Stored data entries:
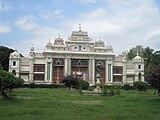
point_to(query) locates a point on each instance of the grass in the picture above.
(62, 104)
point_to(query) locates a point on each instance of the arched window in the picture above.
(14, 72)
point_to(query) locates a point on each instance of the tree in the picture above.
(133, 52)
(4, 57)
(7, 83)
(154, 80)
(150, 59)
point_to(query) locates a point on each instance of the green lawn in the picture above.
(62, 104)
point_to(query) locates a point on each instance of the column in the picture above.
(69, 66)
(48, 71)
(124, 77)
(90, 71)
(93, 71)
(106, 72)
(66, 66)
(109, 71)
(31, 71)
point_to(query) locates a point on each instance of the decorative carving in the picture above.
(58, 61)
(79, 62)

=== Assigned task ===
A picture-free version of all the records, repeated exactly, is what to return.

=== Response to the exercise ===
point_to(query) locates a point on each instance of the grass in the picture above.
(62, 104)
point_to(query) locates a point on each instance of the arched window in the picture above.
(14, 72)
point_to(query) locates a point on each instance of the tree in the picture above.
(133, 52)
(4, 57)
(7, 83)
(154, 80)
(150, 59)
point_to(query) locates a point on each instance of the green lawn in the picture above.
(62, 104)
point_to(query) locates a point on each instance of the column in the picture above.
(69, 66)
(48, 71)
(124, 77)
(90, 71)
(93, 71)
(106, 72)
(66, 66)
(109, 71)
(31, 71)
point_to(query) locates a point on each instance of the decorative carving in the picture above.
(58, 61)
(79, 62)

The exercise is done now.